### STATED GOAL
Reproduce everything from the line containing "Please segment every instance of the church" down to the line containing "44 33 L 41 30", swapping "expected layout" for "required format" and leaving all else unchanged. Omit the pictures from your copy.

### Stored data

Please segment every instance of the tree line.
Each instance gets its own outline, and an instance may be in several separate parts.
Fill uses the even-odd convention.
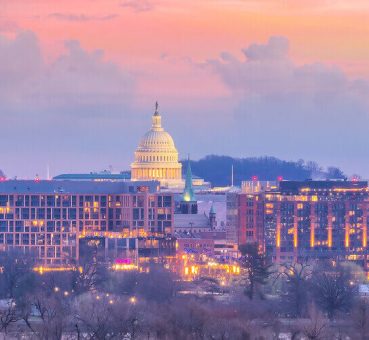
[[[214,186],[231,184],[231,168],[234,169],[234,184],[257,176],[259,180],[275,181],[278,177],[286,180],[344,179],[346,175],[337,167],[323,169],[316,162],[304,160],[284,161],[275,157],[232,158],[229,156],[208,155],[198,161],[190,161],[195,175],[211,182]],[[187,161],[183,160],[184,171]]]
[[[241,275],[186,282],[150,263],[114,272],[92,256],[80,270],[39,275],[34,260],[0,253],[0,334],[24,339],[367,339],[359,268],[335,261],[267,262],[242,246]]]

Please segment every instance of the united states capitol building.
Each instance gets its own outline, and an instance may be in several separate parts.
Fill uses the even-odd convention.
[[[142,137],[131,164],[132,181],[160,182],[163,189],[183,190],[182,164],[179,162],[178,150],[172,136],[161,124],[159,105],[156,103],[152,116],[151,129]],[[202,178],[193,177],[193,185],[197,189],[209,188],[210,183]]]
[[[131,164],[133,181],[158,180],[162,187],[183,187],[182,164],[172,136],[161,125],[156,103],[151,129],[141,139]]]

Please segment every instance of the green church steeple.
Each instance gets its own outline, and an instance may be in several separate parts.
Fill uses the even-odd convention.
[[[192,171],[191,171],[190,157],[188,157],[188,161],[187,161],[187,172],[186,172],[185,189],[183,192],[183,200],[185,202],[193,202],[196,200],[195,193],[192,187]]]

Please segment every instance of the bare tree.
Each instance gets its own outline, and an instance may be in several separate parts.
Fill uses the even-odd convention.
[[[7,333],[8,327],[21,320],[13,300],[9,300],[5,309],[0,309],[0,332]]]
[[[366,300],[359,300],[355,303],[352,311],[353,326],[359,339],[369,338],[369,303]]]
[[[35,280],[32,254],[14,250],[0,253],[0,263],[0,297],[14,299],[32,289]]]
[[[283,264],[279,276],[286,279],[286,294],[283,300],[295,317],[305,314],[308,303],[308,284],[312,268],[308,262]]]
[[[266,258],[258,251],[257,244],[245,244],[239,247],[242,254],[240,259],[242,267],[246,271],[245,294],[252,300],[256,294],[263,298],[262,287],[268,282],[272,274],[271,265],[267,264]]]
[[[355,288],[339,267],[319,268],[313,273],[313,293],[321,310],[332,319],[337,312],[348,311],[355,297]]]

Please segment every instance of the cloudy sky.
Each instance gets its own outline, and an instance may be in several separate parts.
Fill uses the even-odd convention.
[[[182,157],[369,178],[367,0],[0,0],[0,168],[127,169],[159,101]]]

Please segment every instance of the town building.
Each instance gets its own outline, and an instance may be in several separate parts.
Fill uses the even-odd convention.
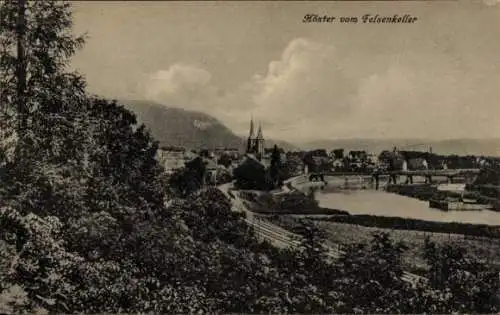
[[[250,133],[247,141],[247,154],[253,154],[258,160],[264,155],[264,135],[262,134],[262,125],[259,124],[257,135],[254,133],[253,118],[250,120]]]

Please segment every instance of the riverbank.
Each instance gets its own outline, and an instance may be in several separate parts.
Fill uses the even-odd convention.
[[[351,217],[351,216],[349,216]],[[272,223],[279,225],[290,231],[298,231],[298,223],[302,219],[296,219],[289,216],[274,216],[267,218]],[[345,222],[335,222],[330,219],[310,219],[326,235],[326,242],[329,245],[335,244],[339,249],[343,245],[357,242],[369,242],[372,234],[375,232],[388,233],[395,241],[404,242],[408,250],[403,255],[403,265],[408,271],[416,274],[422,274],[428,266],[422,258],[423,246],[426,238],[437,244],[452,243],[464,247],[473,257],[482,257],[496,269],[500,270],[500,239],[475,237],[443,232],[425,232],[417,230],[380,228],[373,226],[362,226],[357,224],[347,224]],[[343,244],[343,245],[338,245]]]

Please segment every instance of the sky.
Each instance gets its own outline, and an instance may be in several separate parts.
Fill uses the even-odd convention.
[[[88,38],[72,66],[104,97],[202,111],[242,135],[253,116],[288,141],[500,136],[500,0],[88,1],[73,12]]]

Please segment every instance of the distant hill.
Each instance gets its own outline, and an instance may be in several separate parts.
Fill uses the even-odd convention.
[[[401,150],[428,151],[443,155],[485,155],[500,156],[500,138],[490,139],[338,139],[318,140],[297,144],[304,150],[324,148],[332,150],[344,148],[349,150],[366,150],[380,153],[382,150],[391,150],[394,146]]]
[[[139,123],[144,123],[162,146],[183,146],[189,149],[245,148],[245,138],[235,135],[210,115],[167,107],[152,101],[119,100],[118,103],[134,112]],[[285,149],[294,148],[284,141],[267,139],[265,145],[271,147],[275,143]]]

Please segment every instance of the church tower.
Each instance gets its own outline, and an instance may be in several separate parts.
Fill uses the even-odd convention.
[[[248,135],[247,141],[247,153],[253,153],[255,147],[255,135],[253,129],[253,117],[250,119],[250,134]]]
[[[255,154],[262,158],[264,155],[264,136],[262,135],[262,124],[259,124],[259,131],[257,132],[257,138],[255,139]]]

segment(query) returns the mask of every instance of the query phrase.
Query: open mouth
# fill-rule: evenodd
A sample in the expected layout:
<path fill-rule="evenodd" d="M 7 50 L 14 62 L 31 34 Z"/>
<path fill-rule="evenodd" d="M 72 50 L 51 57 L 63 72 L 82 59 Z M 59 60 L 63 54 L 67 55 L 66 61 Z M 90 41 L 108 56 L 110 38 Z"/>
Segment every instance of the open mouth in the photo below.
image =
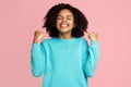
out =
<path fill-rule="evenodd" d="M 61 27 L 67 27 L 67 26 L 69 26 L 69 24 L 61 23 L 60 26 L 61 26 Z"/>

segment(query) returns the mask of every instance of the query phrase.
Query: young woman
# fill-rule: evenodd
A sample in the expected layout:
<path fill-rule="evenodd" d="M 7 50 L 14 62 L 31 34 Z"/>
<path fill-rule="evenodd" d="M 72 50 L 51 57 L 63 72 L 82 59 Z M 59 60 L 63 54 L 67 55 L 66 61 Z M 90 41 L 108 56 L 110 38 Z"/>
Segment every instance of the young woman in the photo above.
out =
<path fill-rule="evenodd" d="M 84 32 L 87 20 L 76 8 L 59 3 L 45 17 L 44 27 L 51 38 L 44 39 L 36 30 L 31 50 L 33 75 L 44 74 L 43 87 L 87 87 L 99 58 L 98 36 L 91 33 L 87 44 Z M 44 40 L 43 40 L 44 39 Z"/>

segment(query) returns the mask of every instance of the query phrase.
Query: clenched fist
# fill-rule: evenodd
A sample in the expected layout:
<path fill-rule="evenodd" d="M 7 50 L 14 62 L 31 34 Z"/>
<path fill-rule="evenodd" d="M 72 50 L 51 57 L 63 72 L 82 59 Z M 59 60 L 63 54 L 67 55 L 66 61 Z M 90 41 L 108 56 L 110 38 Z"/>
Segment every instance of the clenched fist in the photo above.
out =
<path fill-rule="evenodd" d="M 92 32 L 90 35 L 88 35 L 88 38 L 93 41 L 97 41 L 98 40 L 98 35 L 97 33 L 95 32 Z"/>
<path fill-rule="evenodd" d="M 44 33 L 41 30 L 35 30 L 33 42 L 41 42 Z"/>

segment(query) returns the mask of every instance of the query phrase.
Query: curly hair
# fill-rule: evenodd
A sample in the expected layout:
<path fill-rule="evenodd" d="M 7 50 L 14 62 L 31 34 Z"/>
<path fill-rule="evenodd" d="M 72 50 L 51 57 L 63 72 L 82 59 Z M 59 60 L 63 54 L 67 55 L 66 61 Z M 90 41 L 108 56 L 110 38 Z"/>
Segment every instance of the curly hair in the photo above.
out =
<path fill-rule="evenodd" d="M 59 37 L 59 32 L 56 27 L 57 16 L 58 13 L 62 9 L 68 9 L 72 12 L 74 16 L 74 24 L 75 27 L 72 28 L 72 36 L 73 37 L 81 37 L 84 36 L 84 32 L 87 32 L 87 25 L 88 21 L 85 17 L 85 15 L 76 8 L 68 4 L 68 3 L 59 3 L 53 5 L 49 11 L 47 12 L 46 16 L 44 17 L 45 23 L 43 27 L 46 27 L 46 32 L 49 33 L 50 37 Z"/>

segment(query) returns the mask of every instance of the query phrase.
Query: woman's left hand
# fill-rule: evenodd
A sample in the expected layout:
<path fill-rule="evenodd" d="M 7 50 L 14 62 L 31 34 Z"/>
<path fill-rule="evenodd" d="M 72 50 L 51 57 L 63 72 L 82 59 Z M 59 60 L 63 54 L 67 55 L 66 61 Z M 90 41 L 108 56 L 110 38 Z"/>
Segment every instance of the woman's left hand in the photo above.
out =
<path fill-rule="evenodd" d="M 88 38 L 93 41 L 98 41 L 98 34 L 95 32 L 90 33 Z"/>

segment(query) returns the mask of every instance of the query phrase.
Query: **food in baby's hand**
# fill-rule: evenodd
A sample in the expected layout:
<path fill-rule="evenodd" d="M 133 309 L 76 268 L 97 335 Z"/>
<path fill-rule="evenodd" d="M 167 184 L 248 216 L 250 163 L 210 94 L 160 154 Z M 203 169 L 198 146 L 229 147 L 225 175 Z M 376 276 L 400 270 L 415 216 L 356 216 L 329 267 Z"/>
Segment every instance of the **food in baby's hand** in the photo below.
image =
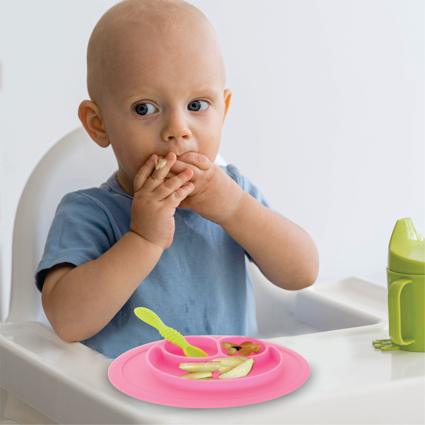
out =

### REPLY TO THE EXERCISE
Please segment every instance of the church tower.
Each instance gets its own outline, and an instance may be in several separate parts.
Fill uses the even-odd convention.
[[[248,135],[247,141],[247,153],[253,153],[255,147],[255,135],[253,129],[253,117],[250,119],[250,134]]]
[[[255,154],[262,158],[264,155],[264,136],[262,135],[262,124],[259,124],[259,131],[257,132],[257,138],[255,139]]]

segment(query) returns the mask of every instance of the query phrase.
Query: open mouth
# fill-rule: evenodd
A sample in the required format:
<path fill-rule="evenodd" d="M 7 50 L 14 62 L 31 34 Z"/>
<path fill-rule="evenodd" d="M 72 50 L 51 57 L 63 72 L 82 59 Z M 59 60 L 63 54 L 67 55 L 66 61 Z M 90 41 L 108 56 L 110 38 Z"/>
Segment every instance of the open mouth in the photo below.
image =
out =
<path fill-rule="evenodd" d="M 61 27 L 67 27 L 67 26 L 69 26 L 69 24 L 61 23 L 60 26 L 61 26 Z"/>

segment(query) returns the mask of every instance of the query phrase.
Query: young woman
# fill-rule: evenodd
A sample in the required format:
<path fill-rule="evenodd" d="M 7 50 L 14 62 L 31 34 Z"/>
<path fill-rule="evenodd" d="M 72 50 L 51 57 L 63 72 L 82 59 Z M 59 60 L 63 54 L 67 55 L 66 61 Z M 90 41 L 108 56 L 110 38 Z"/>
Segment every instance of the young woman in the photo above.
out =
<path fill-rule="evenodd" d="M 84 32 L 87 20 L 76 8 L 59 3 L 45 17 L 44 27 L 51 38 L 44 39 L 36 30 L 31 50 L 33 75 L 44 74 L 43 87 L 87 87 L 99 58 L 98 36 L 91 33 L 87 44 Z M 44 40 L 43 40 L 44 39 Z"/>

segment(query) returns the mask of every instance of the query phrase.
Query: clenched fist
# fill-rule: evenodd
A sample in the required format:
<path fill-rule="evenodd" d="M 7 50 L 14 62 L 31 34 Z"/>
<path fill-rule="evenodd" d="M 72 50 L 51 57 L 63 72 L 82 59 Z M 59 60 L 63 54 L 67 55 L 66 61 Z M 90 41 L 108 56 L 110 38 Z"/>
Segment every instance of the clenched fist in the photo above.
out =
<path fill-rule="evenodd" d="M 92 32 L 90 35 L 88 35 L 88 38 L 93 41 L 97 41 L 98 40 L 98 35 L 97 33 L 95 32 Z"/>
<path fill-rule="evenodd" d="M 44 33 L 41 30 L 35 30 L 33 42 L 41 42 Z"/>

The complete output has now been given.